● **Aim**
Sum up the sea ice excerpt in two sentences.

##### Source excerpt

DMI3 0512B icecover_current_new (1)

For Skeptics like myself this is a terrible and tragic situation, for I wish it was true. If the sea ice was really fading away we could get back to growing barley in Greenland, and providing food and unfrozen water on Greenland in January, without relying on imports,  for the 2000 cows and 100,000 sheep and goats the Vikings managed to keep alive. However it is an illusion.

If you draw one of those arrow-straight “trend lines” that Alarmists are so fond of, you can see this year’s rate of decline won’t even match last year’s lows, but Alarmists are already congratulating each other, for they are sure the ice will remain the same distance below-normal it now is, and this year’s minimum extent will beat 2012’s record low minimum. This is tragic to watch, for they are being teased by a tormenting destiny, which rather than ending their delusion with a splash of cold water in their feverish faces, is actually egging them on with incidental evidence they are not crazy, when they are.

For example, ordinarily I can gently nudge them to saner thinking by pointing out something like the yearly drop of arctic temperatures to below-normal in May. But this year, (likely due to the lagged effect of an El Nino already fading away),  for the first time in years, temperatures are not dropping below normal in May.

DMI3 0512B meanT_2016

I don’t see why fate has to be so cruel to Alarmists. It is like encouraging an addict, like telling a person ruined by heroin or crystal meth that they appear normal, and no one suspects they are not quite right, when everyone in town knows they have such a monkey riding their shoulders they can’t even hold an ordinary job.

##########
##### Dataset section

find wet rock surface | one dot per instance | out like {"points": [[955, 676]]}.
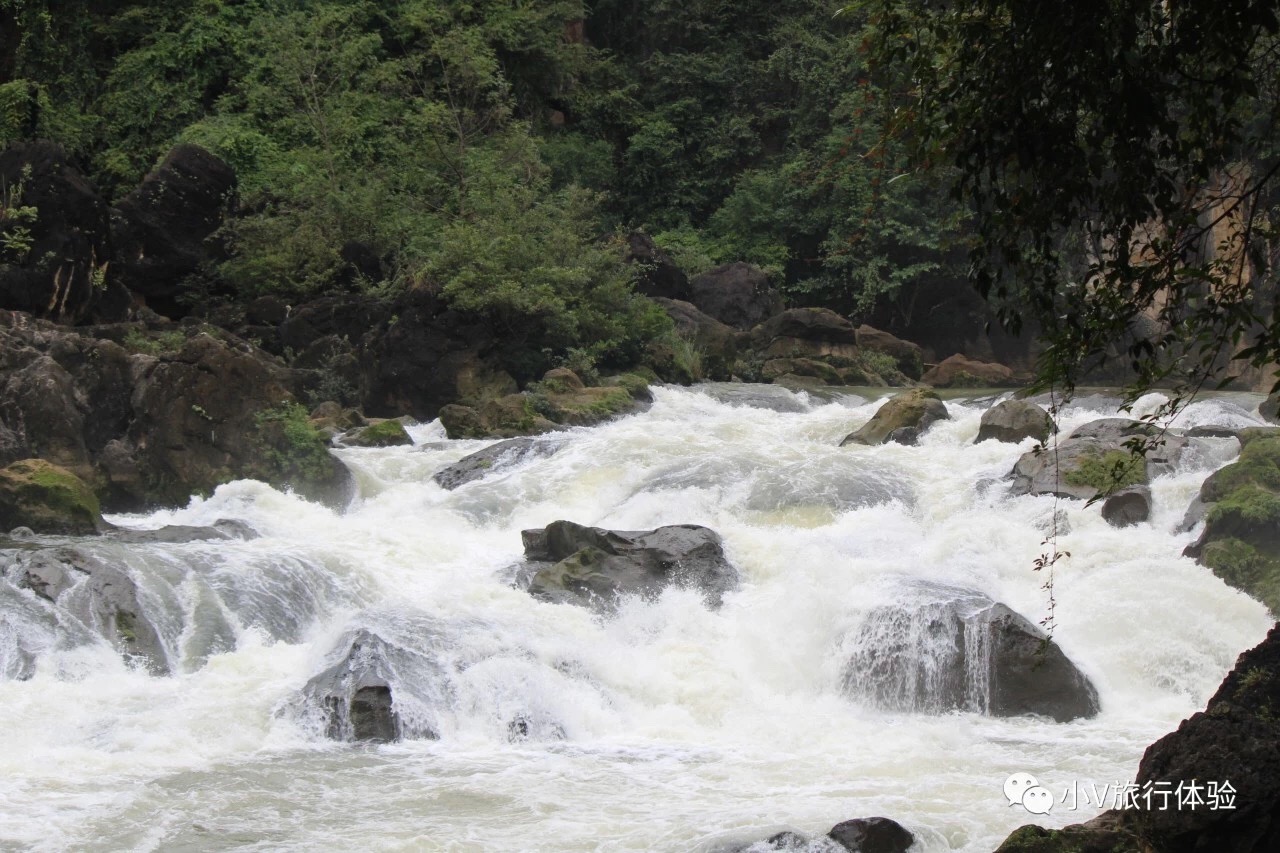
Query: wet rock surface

##########

● **Answer in full**
The writer, a self-described skeptic, calls the fading of the sea ice an illusion but wishes it were real, since Greenland could then grow barley and feed livestock as the Vikings did. The writer argues that this year's decline won't even match last year's lows, yet Alarmists expect a record-low minimum and are being egged on by signs such as arctic temperatures not dropping below normal in May, which the writer likens to telling an addict they appear normal.